## Parts of the exercise
**A.** In the discussion of genetic testing and health insurance, what does one commenter say health insurance companies fought tooth and nail about?
**B.** Write out, word for word, the passage of the genetic testing discussion that begins at the words "The specific insurance" and stops after "find other companies.".

## Source extract
· · · · · · ·

I think you mean "at what point in the future does your DNA get weaponized against everyone you're related to?"

I have not done these services because while I would be comfortable accepting the consequences in my remaining years, I have no idea what that would mean downstream for my living relatives, especially my son.

> When do you get declined for health insurance, or have jacked up premiums, because the insurance company bought a report from 23andMe that says you have a predisposition to expensive disease?

US federal law prohibits this [1].

[1] https://ghr.nlm.nih.gov/primer/testing/discrimination

Now it does, but it might not be this way in the future. Health insurance companies fought tooth and nail about covering pre-existing conditions. This is just going 1-step prior.

They could easily frame this as "hey 80% of the population who are pretty healthy -- do you like paying extra high rates for this small population of people with a predisposition for really rare, complicated diseases? if we drop this unfair law we could lower your rates by X%".

Not saying it's right or ethical, but that I wouldn't be shocked if healthcare started lobbying hard to get this tweaked.

Laws against murder can change, too. So what?

The interesting thing about modern genetics is that it turns out everybody has some elevated risk for some disease or condition, which means the vast majority of people have an interest in prohibiting genetic discrimination.

This might be considered a low quality comment, but I do think it's important to remember (and repeat): laws can change
Democracy requires constant vigilance.
The specific insurance example was just a theoretical example. I'm less concerned about someone trying to kill me, there are much easier ways to do that without targeting me based on my DNA!
Laws are purely a technicality. Especially with the US lobbying situation being the way it is, I don't think it's reasonable for anyone to expect that some bad thing heavily incentivised for won't happen just because it's not allowed now.
Well the companies don't need your DNA to decline you health insurance. If that condition appears and you go to the doctor to get it treated, the companies will cover it your first year but then raise your rates so high that you will be forced to find other companies.

· · · · · · ·

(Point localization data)
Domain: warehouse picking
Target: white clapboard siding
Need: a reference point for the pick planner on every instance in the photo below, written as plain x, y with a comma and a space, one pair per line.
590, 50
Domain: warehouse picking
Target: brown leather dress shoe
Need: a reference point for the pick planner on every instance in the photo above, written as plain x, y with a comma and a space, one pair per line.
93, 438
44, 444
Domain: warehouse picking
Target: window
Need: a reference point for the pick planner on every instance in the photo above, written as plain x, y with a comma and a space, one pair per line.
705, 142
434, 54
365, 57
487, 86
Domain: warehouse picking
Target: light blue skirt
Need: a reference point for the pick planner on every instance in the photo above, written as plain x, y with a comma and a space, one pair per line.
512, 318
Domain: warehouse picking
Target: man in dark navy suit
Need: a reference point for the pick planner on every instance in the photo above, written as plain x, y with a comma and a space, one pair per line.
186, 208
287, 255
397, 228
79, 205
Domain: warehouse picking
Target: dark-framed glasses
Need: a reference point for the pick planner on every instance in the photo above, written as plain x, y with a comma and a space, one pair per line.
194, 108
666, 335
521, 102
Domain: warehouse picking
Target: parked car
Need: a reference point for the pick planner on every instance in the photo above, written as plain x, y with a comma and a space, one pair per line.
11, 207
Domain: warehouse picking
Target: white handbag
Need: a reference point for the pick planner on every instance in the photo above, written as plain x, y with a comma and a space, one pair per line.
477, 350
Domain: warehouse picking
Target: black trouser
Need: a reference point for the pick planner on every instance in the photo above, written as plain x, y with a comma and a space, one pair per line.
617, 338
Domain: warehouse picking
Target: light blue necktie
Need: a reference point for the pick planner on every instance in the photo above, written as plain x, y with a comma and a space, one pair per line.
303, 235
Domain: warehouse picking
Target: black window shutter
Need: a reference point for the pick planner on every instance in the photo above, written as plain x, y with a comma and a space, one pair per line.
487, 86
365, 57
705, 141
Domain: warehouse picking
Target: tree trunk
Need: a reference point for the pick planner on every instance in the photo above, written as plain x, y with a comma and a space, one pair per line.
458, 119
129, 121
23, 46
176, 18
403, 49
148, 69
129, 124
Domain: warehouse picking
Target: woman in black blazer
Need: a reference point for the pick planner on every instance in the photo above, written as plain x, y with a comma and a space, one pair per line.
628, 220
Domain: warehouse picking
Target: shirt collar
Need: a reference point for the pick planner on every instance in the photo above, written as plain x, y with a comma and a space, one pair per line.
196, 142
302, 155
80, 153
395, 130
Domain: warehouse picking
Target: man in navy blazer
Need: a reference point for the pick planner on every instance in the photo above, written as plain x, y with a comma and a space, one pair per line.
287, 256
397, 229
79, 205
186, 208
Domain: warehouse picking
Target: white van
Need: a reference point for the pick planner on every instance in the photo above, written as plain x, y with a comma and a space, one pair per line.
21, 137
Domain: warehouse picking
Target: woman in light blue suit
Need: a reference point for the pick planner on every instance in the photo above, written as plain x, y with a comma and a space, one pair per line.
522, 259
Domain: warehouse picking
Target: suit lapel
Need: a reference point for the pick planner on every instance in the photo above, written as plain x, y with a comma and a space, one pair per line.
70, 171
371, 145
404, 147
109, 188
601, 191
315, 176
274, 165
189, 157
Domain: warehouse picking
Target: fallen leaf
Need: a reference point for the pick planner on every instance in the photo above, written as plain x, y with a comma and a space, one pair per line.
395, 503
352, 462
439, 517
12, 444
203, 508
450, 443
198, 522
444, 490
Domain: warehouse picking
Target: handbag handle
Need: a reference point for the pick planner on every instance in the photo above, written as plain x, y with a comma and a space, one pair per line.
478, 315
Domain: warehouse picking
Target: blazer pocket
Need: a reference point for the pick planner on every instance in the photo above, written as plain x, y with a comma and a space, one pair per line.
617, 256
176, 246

· · · · · · ·

## List of solutions
**A.** Covering pre-existing conditions.

**B.**
The specific insurance example was just a theoretical example. I'm less concerned about someone trying to kill me, there are much easier ways to do that without targeting me based on my DNA!
Laws are purely a technicality. Especially with the US lobbying situation being the way it is, I don't think it's reasonable for anyone to expect that some bad thing heavily incentivised for won't happen just because it's not allowed now.
Well the companies don't need your DNA to decline you health insurance. If that condition appears and you go to the doctor to get it treated, the companies will cover it your first year but then raise your rates so high that you will be forced to find other companies.